- Data records:
===============

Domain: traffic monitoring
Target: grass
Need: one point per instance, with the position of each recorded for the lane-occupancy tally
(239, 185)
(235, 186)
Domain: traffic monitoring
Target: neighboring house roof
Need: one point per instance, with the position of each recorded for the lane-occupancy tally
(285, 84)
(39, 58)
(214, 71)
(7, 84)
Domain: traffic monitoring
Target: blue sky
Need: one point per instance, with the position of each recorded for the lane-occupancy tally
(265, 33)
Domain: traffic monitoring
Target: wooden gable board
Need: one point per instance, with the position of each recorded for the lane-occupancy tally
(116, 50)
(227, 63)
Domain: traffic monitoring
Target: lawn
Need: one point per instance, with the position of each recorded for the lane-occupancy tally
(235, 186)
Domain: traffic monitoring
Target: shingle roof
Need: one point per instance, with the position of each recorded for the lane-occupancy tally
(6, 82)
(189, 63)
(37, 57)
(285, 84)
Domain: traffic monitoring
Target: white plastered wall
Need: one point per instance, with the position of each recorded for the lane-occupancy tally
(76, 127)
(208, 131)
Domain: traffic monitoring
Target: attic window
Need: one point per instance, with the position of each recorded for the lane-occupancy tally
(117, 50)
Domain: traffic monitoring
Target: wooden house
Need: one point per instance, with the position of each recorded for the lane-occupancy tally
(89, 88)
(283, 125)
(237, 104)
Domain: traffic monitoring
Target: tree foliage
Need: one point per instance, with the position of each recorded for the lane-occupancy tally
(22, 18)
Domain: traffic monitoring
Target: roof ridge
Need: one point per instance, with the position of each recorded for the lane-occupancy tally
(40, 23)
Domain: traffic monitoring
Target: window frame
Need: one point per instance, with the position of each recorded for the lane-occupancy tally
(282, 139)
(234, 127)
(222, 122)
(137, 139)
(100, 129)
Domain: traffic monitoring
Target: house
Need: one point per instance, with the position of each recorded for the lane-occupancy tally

===============

- Task instructions: Retype the listing. Match it exactly.

- Task response:
Domain: traffic monitoring
Target: grass
Need: one point per instance, with the position of each recorded for the lane-occupancy tally
(239, 185)
(235, 186)
Domain: traffic monitoring
Target: neighboring house roof
Need: one point per instance, with the position of each recorded for the lane-occupancy tally
(285, 84)
(39, 58)
(214, 71)
(7, 84)
Domain: traffic monitoring
Target: blue sky
Need: one point per instance, with the position of each recorded for the lane-occupancy tally
(265, 33)
Domain: traffic monitoring
Target: wooden gable board
Need: one point per instance, with the position of each recorded for the lane-occupancy tally
(116, 50)
(227, 63)
Domain: traffic monitoring
Target: lawn
Need: one point per instance, with the position of each recorded for the lane-occupancy tally
(235, 186)
Domain: traffic monitoring
Target: shingle roof
Need: one point per instance, with the position of each recorded for the lane-occupancy tally
(6, 82)
(189, 63)
(37, 57)
(285, 84)
Domain: traffic monitoring
Target: white plastered wall
Need: one point per instance, with the position of each recorded for the lane-occupancy tally
(76, 127)
(208, 131)
Domain: traffic monitoring
Target: attic window
Need: one point per instance, with the position of each recorded for the lane-occupancy tally
(117, 50)
Domain: traffic monitoring
Target: wooden house
Need: one point per instance, with the position of each recorded for the lane-occupancy tally
(89, 88)
(283, 125)
(237, 104)
Domain: traffic monitoring
Target: tree foliage
Need: one point per instance, with the position of each recorded for the lane-occupancy tally
(22, 18)
Domain: traffic monitoring
Target: roof ridge
Need: one point per instance, with the position of each recorded for the lane-occupancy tally
(40, 23)
Domain: traffic monitoring
Target: window frame
Need: one point per instance, with the position of each recorded for the lane-occupancy tally
(282, 139)
(234, 127)
(222, 122)
(137, 139)
(100, 129)
Domain: traffic monitoring
Target: house
Need: one point per instance, with the position of each recorded for the lane-occupancy tally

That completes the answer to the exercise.